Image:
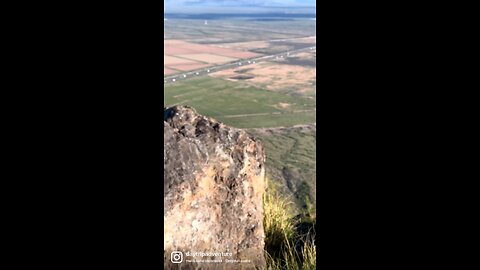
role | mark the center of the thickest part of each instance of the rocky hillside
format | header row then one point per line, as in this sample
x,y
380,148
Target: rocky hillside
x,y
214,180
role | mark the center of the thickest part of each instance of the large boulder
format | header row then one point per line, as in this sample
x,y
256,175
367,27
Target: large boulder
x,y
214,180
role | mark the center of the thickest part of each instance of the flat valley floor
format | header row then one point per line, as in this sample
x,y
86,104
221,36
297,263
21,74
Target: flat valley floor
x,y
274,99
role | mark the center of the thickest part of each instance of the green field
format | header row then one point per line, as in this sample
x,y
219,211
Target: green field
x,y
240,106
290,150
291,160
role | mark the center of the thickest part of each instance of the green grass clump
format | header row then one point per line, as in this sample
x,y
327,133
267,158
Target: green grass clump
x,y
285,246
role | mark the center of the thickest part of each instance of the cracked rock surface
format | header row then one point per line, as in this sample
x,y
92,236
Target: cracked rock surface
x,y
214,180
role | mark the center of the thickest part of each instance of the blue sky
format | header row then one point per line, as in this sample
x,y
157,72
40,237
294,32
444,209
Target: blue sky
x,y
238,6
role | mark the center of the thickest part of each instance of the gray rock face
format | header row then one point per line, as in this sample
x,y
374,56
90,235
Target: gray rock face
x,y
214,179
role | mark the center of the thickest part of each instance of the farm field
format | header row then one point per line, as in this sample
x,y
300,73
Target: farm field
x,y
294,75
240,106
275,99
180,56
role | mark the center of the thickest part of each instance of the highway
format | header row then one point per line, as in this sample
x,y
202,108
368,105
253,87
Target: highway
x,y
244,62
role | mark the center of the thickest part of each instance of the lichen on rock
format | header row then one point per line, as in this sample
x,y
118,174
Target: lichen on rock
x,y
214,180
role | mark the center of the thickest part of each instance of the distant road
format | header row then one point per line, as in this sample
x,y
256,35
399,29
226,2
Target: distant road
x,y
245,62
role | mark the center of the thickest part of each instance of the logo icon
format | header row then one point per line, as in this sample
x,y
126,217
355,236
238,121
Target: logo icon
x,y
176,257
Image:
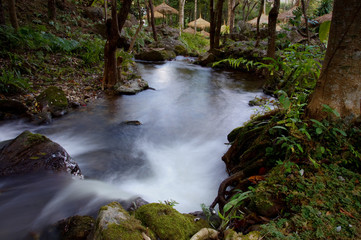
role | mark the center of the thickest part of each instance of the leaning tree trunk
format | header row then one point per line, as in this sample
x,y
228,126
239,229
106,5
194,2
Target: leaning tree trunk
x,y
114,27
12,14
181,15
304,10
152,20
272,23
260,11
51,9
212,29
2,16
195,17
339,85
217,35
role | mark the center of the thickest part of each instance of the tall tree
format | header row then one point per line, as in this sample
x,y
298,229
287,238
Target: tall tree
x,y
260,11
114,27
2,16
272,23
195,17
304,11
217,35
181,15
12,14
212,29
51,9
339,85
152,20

---

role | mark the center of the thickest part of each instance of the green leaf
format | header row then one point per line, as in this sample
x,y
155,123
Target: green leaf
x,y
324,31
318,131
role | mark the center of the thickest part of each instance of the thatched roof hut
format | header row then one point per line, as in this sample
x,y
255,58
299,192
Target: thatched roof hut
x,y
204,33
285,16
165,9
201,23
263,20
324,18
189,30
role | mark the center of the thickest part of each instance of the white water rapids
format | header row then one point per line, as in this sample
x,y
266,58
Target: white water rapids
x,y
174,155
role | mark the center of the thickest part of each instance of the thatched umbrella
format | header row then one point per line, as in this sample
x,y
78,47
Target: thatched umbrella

* * *

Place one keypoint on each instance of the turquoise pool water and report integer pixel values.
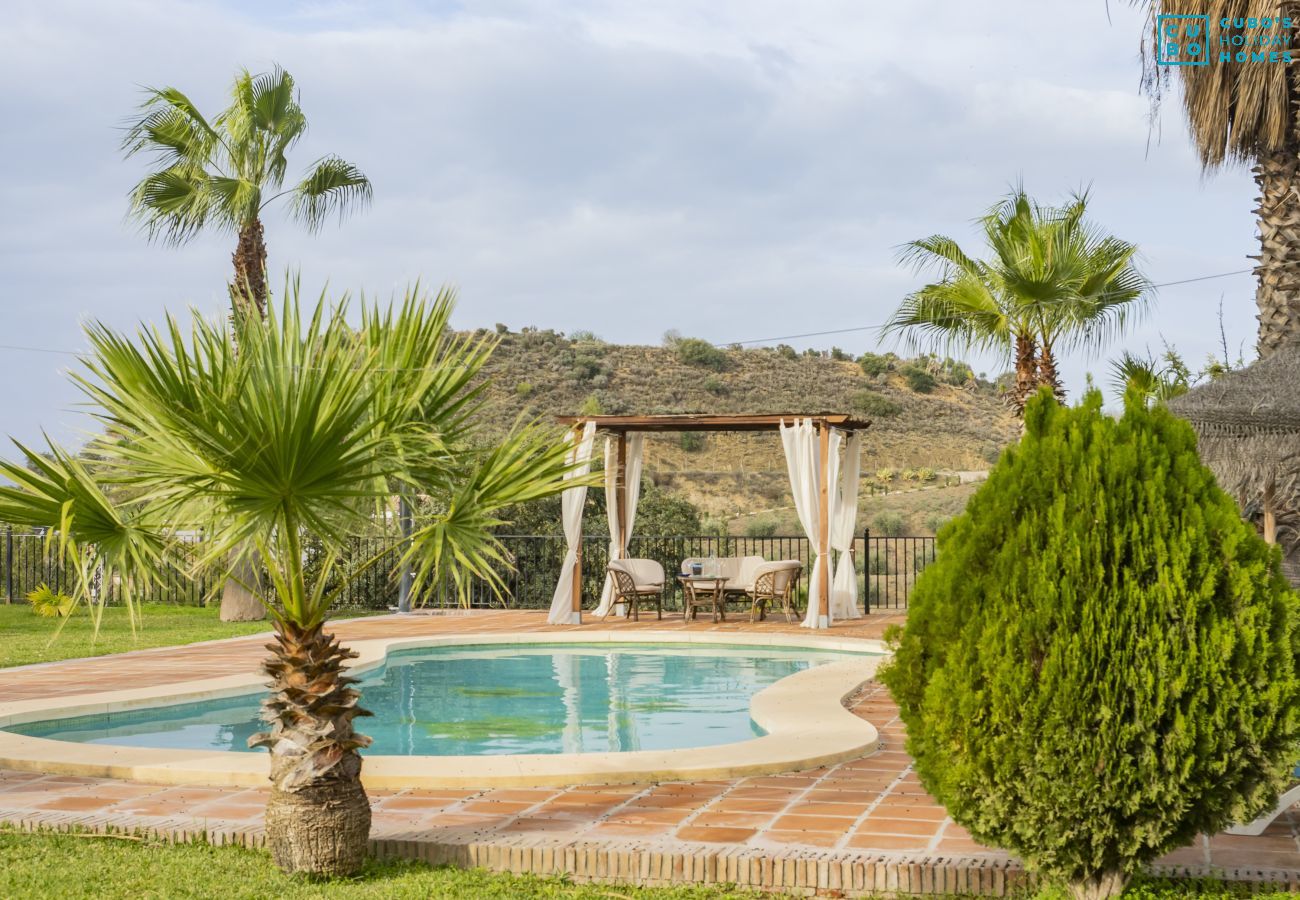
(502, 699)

**WHAT YOU WILL DO**
Only lines that contain the string "umbrella" count; pick each one out of the records and copy it.

**RESULT BELOW**
role | mark the center of the thickest part of each instance of the thatched umbrella
Target: thatched umbrella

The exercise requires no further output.